───── EXERCISE MATERIALS

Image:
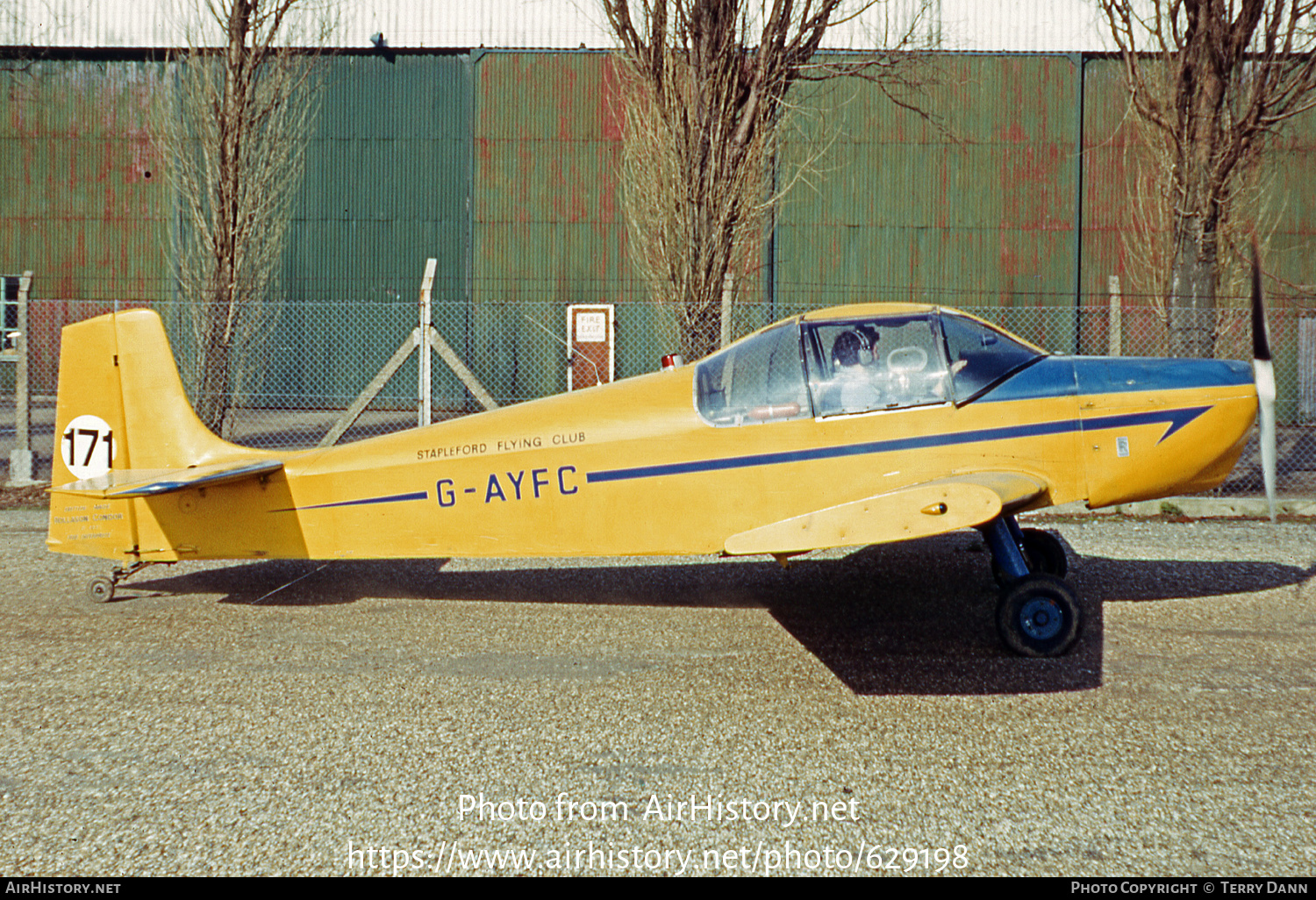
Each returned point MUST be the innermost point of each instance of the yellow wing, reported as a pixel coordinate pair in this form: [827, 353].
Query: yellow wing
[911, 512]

──────────
───── EXERCISE MATERIALS

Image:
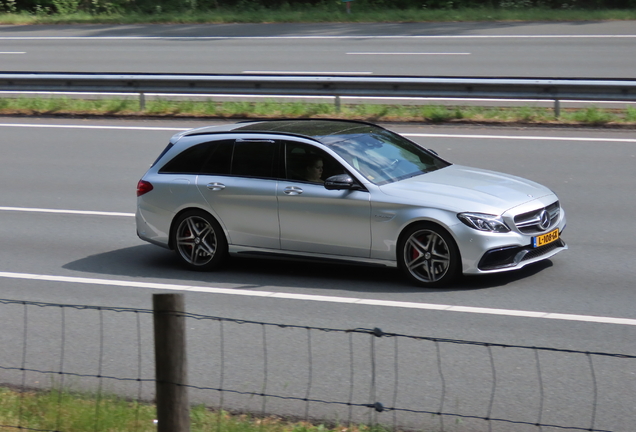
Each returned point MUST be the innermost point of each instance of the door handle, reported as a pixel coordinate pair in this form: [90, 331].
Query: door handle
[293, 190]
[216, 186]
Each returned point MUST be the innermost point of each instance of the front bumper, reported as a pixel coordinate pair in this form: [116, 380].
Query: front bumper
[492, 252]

──────────
───── EXERCISE MATERIALS

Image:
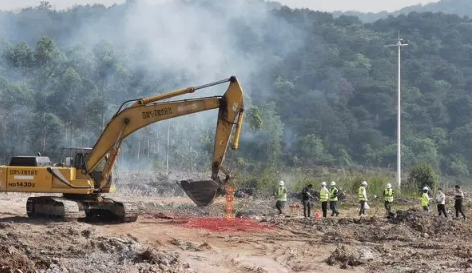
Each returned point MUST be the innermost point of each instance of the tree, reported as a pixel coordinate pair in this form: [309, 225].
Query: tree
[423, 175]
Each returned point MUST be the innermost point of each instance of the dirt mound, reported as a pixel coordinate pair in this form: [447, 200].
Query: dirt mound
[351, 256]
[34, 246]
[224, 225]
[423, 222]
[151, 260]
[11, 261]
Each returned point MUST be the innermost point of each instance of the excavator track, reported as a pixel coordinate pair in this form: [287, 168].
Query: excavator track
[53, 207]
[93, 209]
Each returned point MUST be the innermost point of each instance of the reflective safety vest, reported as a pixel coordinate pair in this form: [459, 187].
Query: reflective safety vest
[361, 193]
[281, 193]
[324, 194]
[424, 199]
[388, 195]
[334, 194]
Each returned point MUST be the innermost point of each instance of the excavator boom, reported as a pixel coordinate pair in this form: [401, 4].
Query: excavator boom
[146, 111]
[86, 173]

──────────

STATED GOAL
Pull out every line of the material above that contains the word "door". Treat uppercase and lowercase as different.

TASK SOLUTION
Each returned point MUST be the innermost point of each instance of the door handle, reported as a pixel coordinate pair in this form: [90, 331].
Query: door handle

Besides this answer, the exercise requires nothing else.